Dataset records
--------------------

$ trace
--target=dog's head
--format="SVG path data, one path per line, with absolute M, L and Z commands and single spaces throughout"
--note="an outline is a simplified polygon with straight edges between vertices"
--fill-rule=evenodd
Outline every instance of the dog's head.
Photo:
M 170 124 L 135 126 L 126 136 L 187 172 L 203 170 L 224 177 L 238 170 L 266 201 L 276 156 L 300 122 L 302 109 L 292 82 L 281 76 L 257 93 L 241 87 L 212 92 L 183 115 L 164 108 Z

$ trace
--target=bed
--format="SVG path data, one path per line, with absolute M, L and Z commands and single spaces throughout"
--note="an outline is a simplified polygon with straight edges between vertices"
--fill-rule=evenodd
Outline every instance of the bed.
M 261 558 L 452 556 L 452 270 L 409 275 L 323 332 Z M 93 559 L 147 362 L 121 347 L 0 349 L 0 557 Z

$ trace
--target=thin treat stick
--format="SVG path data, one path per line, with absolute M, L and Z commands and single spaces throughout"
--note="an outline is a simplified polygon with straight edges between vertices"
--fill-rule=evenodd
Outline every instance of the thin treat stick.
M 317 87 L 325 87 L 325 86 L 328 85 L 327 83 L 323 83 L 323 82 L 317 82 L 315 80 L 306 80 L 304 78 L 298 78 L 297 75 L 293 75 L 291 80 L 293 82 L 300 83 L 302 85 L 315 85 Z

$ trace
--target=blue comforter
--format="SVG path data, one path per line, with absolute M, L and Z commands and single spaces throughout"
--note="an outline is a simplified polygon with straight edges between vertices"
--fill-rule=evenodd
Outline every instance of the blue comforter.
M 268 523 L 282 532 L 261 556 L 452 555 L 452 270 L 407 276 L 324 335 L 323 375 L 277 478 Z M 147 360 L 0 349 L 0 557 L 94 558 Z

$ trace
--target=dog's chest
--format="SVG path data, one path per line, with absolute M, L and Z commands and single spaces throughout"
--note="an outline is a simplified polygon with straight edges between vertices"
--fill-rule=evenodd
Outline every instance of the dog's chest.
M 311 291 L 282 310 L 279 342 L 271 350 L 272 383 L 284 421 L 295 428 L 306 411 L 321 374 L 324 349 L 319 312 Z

--------------------

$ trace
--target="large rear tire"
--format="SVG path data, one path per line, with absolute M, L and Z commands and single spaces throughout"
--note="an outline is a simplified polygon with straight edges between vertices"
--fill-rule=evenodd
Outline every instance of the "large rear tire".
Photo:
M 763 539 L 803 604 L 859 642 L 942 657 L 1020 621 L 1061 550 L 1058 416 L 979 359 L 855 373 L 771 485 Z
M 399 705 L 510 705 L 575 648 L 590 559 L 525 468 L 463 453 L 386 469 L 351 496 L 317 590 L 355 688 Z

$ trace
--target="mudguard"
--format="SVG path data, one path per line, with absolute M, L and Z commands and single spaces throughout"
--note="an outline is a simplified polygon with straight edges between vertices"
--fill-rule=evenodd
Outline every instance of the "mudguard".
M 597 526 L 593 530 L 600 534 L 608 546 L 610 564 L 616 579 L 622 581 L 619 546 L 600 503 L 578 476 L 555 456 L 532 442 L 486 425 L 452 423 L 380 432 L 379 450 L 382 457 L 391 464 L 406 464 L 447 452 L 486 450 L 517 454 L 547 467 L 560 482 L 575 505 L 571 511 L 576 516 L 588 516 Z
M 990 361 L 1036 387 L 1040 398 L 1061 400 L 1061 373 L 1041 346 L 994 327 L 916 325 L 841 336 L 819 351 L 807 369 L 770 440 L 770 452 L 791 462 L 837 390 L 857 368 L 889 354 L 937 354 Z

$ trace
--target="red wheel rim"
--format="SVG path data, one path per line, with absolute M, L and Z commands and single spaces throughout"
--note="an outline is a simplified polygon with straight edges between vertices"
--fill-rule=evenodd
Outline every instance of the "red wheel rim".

--------------------

**Task objective**
From the records above, extract each line that contains the word "every", keeping the lines in their original order.

**Expected output**
Outline every instance of the dog's head.
Outline every instance of the bed.
Outline every instance of the thin treat stick.
Outline every instance of the blue comforter.
Outline every instance of the dog's chest.
Outline every instance of the "large rear tire".
Outline every instance of the "mudguard".
Outline every instance of the "red wheel rim".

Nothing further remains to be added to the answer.